» Task brief
Copy every one of the records below word for word, leaving out the pictures.

Coordinate annotation entries
--------------------
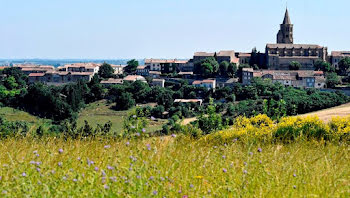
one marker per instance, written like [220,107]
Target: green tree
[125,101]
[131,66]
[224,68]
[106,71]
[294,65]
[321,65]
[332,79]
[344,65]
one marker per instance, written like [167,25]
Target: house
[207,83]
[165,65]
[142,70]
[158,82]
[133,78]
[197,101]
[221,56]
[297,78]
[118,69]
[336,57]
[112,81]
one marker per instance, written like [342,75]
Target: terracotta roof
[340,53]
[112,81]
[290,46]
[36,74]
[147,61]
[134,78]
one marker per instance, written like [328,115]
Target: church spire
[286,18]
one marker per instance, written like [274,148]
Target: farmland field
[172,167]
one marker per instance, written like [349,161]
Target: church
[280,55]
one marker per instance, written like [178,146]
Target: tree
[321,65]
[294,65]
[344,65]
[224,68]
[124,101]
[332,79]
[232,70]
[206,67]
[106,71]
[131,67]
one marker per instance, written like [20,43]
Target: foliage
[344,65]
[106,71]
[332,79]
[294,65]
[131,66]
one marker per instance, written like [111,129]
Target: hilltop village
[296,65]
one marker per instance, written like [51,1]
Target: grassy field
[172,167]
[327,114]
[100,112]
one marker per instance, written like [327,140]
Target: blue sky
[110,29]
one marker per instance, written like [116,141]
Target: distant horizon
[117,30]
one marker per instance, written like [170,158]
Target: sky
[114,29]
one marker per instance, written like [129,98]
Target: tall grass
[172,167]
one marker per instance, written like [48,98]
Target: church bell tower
--------------------
» Task output
one marker per instance, written like [220,107]
Target: green tree
[125,101]
[131,66]
[224,68]
[106,71]
[294,65]
[321,65]
[332,79]
[344,65]
one marker per instance, written like [167,25]
Target: house
[207,83]
[165,65]
[142,70]
[158,82]
[133,78]
[197,101]
[221,56]
[297,78]
[118,69]
[336,57]
[112,81]
one marker per instance, written like [342,75]
Target: terracotta roof
[340,53]
[112,81]
[290,46]
[36,74]
[147,61]
[134,78]
one marker per instance, written like [328,115]
Target: church spire
[286,18]
one marker per instance, written like [274,148]
Target: farmland field
[172,167]
one marker per instance, written like [349,161]
Target: church
[280,55]
one marker per instance, written like [178,146]
Target: tree
[321,65]
[294,65]
[344,65]
[224,68]
[124,101]
[332,79]
[232,70]
[206,67]
[106,71]
[131,67]
one marker per instance, written like [20,43]
Target: foliage
[344,65]
[106,71]
[332,79]
[294,65]
[131,66]
one marker per instance, written like [111,129]
Target: hilltop village
[296,65]
one marker per instance, written like [51,1]
Target: grassy field
[172,167]
[327,114]
[100,112]
one marker per instance, written like [327,140]
Target: blue sky
[110,29]
one marker per instance, written like [116,141]
Target: distant horizon
[117,30]
one marker per instance, written like [170,158]
Target: sky
[114,29]
one marker per instance, written like [129,98]
Target: tall grass
[172,167]
one marker per instance, written like [48,98]
Target: church bell tower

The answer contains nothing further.